### [Source information]

++++++

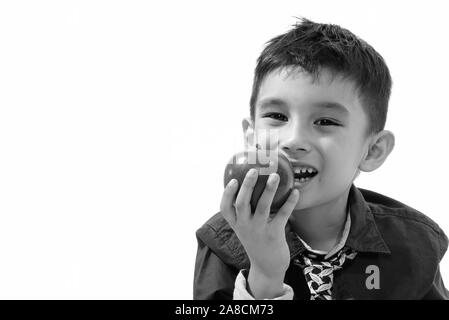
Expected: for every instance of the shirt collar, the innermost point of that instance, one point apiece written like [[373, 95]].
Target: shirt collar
[[341, 243]]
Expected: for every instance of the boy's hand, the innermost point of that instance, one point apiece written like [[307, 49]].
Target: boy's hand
[[262, 235]]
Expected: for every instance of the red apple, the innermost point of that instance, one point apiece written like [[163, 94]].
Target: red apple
[[243, 161]]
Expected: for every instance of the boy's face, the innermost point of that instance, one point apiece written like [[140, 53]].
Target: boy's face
[[320, 124]]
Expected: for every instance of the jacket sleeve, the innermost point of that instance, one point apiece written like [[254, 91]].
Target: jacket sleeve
[[213, 279], [438, 291]]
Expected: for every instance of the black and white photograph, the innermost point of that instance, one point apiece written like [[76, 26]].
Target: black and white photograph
[[223, 150]]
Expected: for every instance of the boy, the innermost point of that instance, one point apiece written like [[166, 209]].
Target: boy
[[324, 92]]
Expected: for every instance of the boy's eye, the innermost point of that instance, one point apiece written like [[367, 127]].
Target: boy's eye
[[326, 122], [276, 116]]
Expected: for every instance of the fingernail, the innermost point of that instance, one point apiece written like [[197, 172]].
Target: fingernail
[[232, 183], [273, 178], [252, 172]]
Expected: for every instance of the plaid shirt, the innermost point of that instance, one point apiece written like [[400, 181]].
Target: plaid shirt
[[398, 254]]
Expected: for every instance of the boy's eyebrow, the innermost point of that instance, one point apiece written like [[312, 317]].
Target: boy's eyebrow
[[322, 105]]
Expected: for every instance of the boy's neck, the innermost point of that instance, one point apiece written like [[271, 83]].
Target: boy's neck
[[321, 227]]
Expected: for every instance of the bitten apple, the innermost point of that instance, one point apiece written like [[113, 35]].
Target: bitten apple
[[266, 163]]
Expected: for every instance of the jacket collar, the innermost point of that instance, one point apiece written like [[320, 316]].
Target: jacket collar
[[364, 235]]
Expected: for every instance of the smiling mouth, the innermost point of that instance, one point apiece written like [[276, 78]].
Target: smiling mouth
[[304, 174]]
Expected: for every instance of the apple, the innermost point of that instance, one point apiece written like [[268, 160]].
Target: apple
[[266, 162]]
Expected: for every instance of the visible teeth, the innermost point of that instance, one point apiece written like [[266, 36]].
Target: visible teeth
[[302, 179], [304, 170]]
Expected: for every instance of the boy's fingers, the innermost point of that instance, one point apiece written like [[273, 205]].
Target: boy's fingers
[[226, 206], [287, 208], [242, 203], [266, 199]]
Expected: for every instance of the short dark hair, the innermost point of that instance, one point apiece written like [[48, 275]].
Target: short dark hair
[[314, 46]]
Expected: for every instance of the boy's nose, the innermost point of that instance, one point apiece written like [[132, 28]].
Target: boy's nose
[[295, 141]]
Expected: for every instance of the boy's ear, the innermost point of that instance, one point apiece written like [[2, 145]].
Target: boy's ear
[[379, 147], [248, 132]]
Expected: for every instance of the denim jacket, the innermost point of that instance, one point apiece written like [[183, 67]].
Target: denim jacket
[[399, 251]]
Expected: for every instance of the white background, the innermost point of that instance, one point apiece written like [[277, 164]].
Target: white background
[[118, 117]]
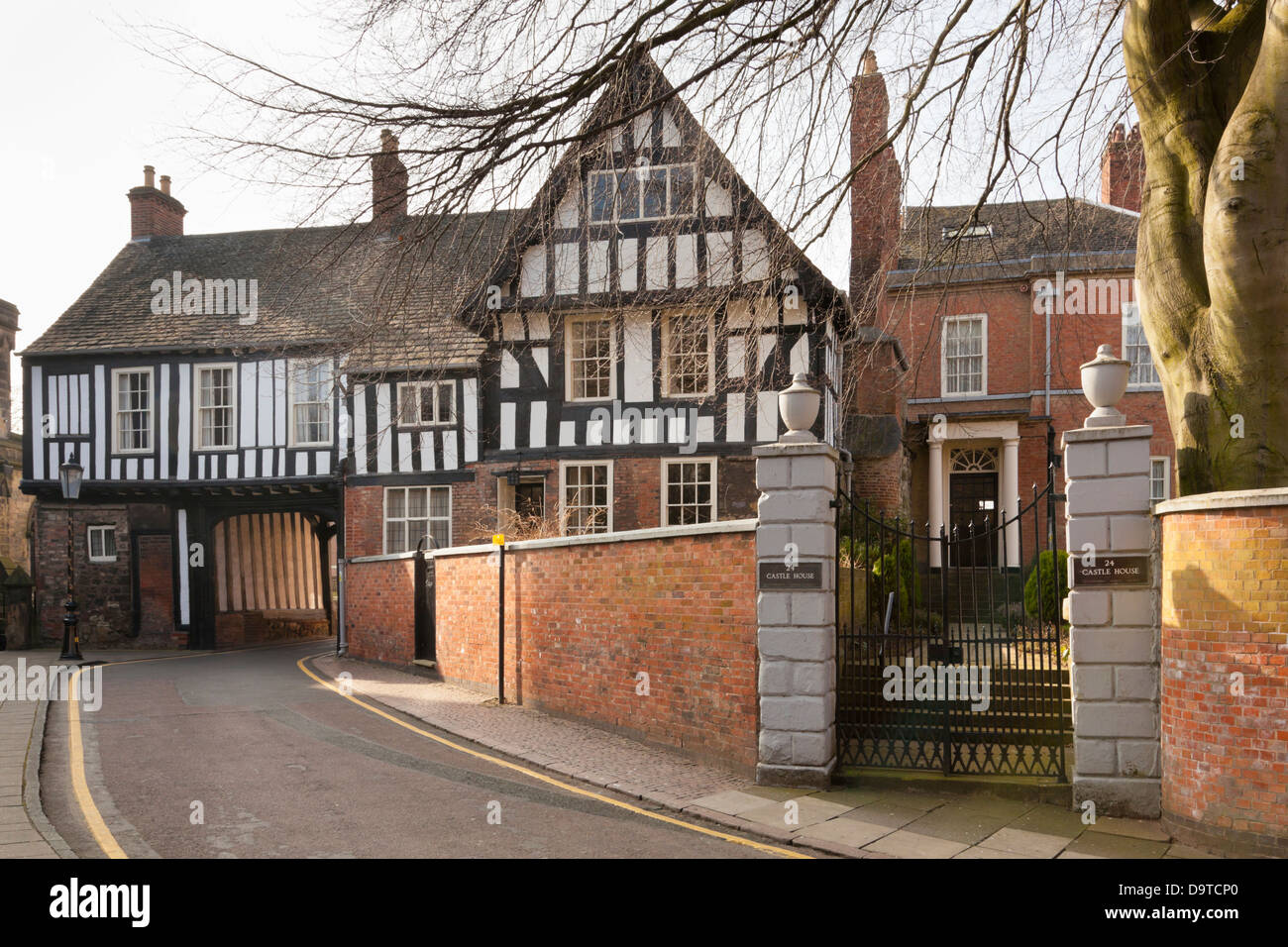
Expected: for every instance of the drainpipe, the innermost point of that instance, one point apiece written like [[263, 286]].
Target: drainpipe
[[342, 633]]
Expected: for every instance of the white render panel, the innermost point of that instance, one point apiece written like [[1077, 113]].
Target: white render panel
[[539, 325], [472, 419], [279, 402], [567, 270], [735, 408], [360, 431], [537, 424], [719, 200], [755, 257], [265, 408], [183, 567], [768, 341], [655, 263], [799, 359], [426, 450], [511, 326], [507, 412], [670, 131], [449, 450], [642, 131], [541, 356], [509, 369], [532, 270], [719, 258], [627, 261], [163, 420], [184, 418], [737, 356], [596, 265], [102, 433], [384, 431], [638, 344], [767, 416], [686, 260], [738, 313], [37, 421], [404, 462], [566, 215]]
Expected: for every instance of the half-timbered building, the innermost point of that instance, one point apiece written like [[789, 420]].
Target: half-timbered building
[[250, 406]]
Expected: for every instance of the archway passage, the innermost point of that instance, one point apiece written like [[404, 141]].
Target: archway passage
[[271, 578]]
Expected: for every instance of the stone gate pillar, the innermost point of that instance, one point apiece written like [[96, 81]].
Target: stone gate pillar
[[797, 605], [1113, 608]]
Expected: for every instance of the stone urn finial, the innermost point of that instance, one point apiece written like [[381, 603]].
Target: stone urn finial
[[1104, 382], [799, 407]]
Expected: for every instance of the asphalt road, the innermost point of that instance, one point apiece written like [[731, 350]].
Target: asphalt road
[[278, 767]]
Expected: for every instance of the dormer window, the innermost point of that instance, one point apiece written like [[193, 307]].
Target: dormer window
[[967, 231], [645, 192]]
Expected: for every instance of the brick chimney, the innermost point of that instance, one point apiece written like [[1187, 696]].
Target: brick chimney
[[875, 408], [155, 213], [387, 183], [874, 192], [1122, 169]]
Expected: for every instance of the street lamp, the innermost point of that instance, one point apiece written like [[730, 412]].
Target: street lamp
[[69, 479]]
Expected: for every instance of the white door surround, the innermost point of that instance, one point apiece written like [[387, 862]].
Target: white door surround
[[974, 434]]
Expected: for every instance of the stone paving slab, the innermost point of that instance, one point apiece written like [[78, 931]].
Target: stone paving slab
[[851, 822]]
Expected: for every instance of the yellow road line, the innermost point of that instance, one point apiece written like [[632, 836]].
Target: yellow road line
[[76, 751], [542, 777]]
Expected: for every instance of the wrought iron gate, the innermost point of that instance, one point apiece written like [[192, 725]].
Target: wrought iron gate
[[940, 664]]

++++++

### [What the task asks]
Would you transcribe the listing above line by line, exactly, leaving every picture out?

### [Expected answer]
Expected: for every instance of the shirt collar, the innermost point of that instance, one point apiece written like [[373, 95]].
Target: shirt collar
[[341, 243]]
Expected: for every instance of the boy's hand, the innermost point of that instance, one point apiece written like [[307, 49]].
Target: boy's hand
[[262, 235]]
Expected: for every instance of the red apple, the innermost point of that instance, one point apiece written like [[163, 94]].
Target: red apple
[[243, 161]]
Expected: for every instance of the boy's face, the innermost point of that instance, one point apiece written like [[140, 53]].
Target: boy's face
[[320, 124]]
Expected: for every instance of the jacket sleeve, the innermost point of that instance, one point apiece written like [[254, 91]].
Target: jacket sleeve
[[213, 279], [438, 291]]
Expected: for every instance of the black and white photograph, the innermost point of that instance, one point apiece written like [[76, 26]].
Target: black and white photograph
[[223, 150]]
Expected: for every instance of the boy, the innermost point of that instance, one point apiece written like [[166, 209]].
Target: boy
[[324, 92]]
Expected: for every instance of the boy's eye, the innermost point of that instance, one point apiece written like [[367, 127]].
Target: boy's eye
[[326, 122], [276, 116]]
Expected: for every instance of the fingernail, the innermost point of that instance, one point apiece written like [[197, 172]].
Target: fingernail
[[232, 183], [273, 178], [252, 172]]
Expected: for every instance of the plaid shirt, the innermost point of that instance, one point apiece written like [[400, 181]].
Target: plaid shirt
[[398, 254]]
Expected: for every instance of the boy's eyebrow, the innermost point of that instance, one point apiece written like [[312, 317]].
Target: boy's eyebrow
[[322, 105]]
Expected: for every instance of the boy's neck, the innermost point of that instance, one point apiece written like [[271, 83]].
Target: boy's neck
[[321, 227]]
Expected: for every instance of the bitten apple, the innermost point of that instance, one point apiece written like [[113, 35]].
Target: bitten apple
[[266, 163]]
Expected: for every instance of the jacket collar, the innermost point of that instance, one point apiece written like [[320, 316]].
Target: jacket collar
[[364, 235]]
Expected: for every instance of the smiling mouth, the innermost point of that instance, one point apiece written like [[276, 78]].
Target: smiling mouth
[[304, 174]]
Expected: for every instance of the apple, the innermost point of that instance, one point apiece written like [[268, 160]].
Target: apple
[[266, 162]]
Expected: for every instance of the visible teeth, the innermost point of that instance, one point apiece written like [[266, 36]].
Target: visible teeth
[[302, 179], [304, 170]]
Expected: for every instance of the boy's fingers, the innermost point of that instance, one point apiece written like [[273, 205]].
Target: boy's fingers
[[226, 206], [287, 208], [242, 203], [266, 199]]
Expected: for every instance of the short dark hair, the innermost point of that instance, one point apiece written like [[48, 275]].
Target: short dark hair
[[314, 46]]
Expected: for every instance of the boy's nose, the innermost point of that instance, one point apiece written like [[132, 28]].
Target: boy's nose
[[295, 141]]
Expected: for every instance of the boy's ear, the innermost point of that instance, one point apiece written like [[2, 145]].
Target: boy's ear
[[379, 147], [248, 132]]
Expected: for every instance of the denim jacket, the innermost point of that instance, one point apiece written like [[183, 67]].
Target: denim jacket
[[399, 251]]
Expected: for every instance of the white background, the innermost point of that instance, one point apiece written like [[277, 164]].
Target: white background
[[118, 117]]
Expected: for every instance of the drainpipe, the innermost point of that instance, one point apiece written like [[263, 286]].
Target: drainpipe
[[342, 633]]
Expected: for every instance of the white render panel, the innermost point of that instance, one point apiece written like [[1077, 113]].
Target: white render panel
[[539, 325], [472, 419], [279, 402], [567, 270], [735, 408], [360, 431], [537, 424], [719, 200], [755, 257], [265, 408], [183, 567], [768, 341], [655, 263], [799, 359], [426, 450], [511, 326], [507, 412], [670, 131], [449, 450], [642, 131], [541, 356], [509, 369], [532, 270], [719, 258], [627, 261], [163, 420], [184, 418], [737, 356], [596, 265], [102, 433], [384, 431], [638, 344], [767, 416], [686, 260], [738, 313], [37, 421], [404, 462], [566, 215]]
Expected: for every instance of the half-timbered building, the innermost point of that instance, one point apiece written like [[789, 420]].
Target: half-timbered building
[[250, 406]]
Expected: for every instance of the archway passage, the innermost point of that instance, one point apiece written like [[404, 141]].
Target: archway passage
[[271, 578]]
Expected: for every instance of the stone gate pillar, the innermost point of that instance, one point apiece written like [[96, 81]].
Target: stone gate pillar
[[797, 605], [1113, 608]]
Expected: for every instance of the stone urn finial, the innermost point of that instance, one point apiece written like [[381, 603]].
Target: stone urn finial
[[1104, 382], [799, 407]]
Expected: for every instance of the asphalt road, the innermost point of that instance, one point apiece written like [[731, 350]].
Target: asphalt road
[[278, 767]]
Expected: for every instance of the dormer window, the innermost point of that instance, one point apiece written like [[193, 307]].
Target: dormer window
[[967, 231], [645, 192]]
Expected: for every instance of the brick chimney, the innermost point of that instance, one point apiece written like [[1187, 696]].
Target: brick chimney
[[875, 408], [155, 213], [387, 183], [874, 192], [1122, 169]]
Expected: for every instance of the street lamp, the innermost point of that instance, one point apiece written like [[730, 412]].
Target: street lamp
[[69, 479]]
Expected: for every instance of the white door surround, the innermost point of that instance, one point apiece written like [[387, 862]].
Target: white door surround
[[974, 434]]
Expected: for every instance of the stone paving slab, the innermost point of that instance, one point apiece written like [[78, 931]].
Target: stone paving slab
[[851, 822]]
Expected: for every instance of the yellow road line, the innermost point of that instance, one point apiece written like [[632, 836]].
Target: yellow road line
[[76, 751], [542, 777]]
Expected: for every instance of the wrought iron gate, the innermost point of that instance, one point apiece written like [[192, 725]].
Target: wrought iron gate
[[940, 664]]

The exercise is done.